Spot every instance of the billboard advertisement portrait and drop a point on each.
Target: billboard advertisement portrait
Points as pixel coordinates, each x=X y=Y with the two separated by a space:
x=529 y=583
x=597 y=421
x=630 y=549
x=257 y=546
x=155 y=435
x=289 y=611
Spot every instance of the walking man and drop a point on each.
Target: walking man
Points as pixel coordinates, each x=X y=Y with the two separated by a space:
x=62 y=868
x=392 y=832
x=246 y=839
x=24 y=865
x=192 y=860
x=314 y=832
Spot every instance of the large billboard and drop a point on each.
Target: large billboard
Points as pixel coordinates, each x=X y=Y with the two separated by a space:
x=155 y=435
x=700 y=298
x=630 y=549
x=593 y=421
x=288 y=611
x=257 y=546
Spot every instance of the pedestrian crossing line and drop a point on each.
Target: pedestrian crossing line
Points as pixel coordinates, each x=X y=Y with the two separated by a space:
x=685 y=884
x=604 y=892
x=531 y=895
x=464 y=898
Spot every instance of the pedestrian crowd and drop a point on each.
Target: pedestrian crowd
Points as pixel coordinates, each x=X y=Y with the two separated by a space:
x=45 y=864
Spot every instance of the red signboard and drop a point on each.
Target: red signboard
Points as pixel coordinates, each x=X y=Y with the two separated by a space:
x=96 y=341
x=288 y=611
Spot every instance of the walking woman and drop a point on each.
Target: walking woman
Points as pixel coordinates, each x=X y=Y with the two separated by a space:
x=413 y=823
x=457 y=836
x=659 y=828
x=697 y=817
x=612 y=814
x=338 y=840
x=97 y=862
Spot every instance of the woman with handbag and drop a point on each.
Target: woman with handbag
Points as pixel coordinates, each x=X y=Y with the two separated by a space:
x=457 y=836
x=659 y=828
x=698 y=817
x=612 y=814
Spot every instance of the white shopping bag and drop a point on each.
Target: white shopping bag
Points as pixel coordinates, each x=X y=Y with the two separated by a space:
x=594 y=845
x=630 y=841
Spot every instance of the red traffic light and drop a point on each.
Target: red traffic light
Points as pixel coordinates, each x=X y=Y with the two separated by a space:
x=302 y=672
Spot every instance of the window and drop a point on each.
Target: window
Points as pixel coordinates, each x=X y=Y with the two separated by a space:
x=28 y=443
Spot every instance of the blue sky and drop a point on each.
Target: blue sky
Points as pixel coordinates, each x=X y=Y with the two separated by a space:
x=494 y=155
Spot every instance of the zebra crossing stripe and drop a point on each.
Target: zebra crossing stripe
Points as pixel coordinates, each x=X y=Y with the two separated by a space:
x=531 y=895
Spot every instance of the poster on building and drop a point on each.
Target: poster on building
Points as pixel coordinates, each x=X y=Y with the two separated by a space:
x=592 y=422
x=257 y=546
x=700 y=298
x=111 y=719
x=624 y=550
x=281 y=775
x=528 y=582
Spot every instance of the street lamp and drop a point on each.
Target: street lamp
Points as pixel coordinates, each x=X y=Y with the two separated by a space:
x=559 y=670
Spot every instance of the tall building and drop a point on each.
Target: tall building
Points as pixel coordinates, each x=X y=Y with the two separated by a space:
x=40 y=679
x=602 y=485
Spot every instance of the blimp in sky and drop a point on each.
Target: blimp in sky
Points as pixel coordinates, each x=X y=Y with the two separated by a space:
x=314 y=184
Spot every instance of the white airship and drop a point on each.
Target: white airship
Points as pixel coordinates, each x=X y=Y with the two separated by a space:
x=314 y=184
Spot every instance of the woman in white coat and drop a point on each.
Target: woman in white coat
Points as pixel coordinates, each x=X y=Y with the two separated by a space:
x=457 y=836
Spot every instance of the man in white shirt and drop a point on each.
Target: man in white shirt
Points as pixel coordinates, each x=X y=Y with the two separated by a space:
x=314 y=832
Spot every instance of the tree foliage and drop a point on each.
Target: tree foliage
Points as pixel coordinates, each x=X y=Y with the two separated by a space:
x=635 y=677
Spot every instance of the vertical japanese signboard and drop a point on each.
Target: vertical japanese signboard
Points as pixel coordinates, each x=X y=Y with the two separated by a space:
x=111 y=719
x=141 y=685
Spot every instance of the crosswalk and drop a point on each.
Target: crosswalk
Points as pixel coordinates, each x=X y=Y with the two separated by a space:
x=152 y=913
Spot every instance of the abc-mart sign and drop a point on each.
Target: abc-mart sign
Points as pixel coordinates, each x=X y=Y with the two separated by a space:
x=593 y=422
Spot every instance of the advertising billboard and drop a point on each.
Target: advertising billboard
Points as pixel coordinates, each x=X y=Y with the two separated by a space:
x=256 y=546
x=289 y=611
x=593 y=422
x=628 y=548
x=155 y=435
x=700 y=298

## SHORT TASK
Transcribe the rows from the line containing "Spot every instance of the pedestrian crossing" through the line containing "x=464 y=898", keeping every character unchanged.

## THE SOLUTION
Spot every instance of the pedestrian crossing line and drop a point on each.
Target: pedestrian crossing line
Points as pixel coordinates, each x=X y=Y with the two separated by a space:
x=685 y=884
x=604 y=892
x=531 y=895
x=464 y=898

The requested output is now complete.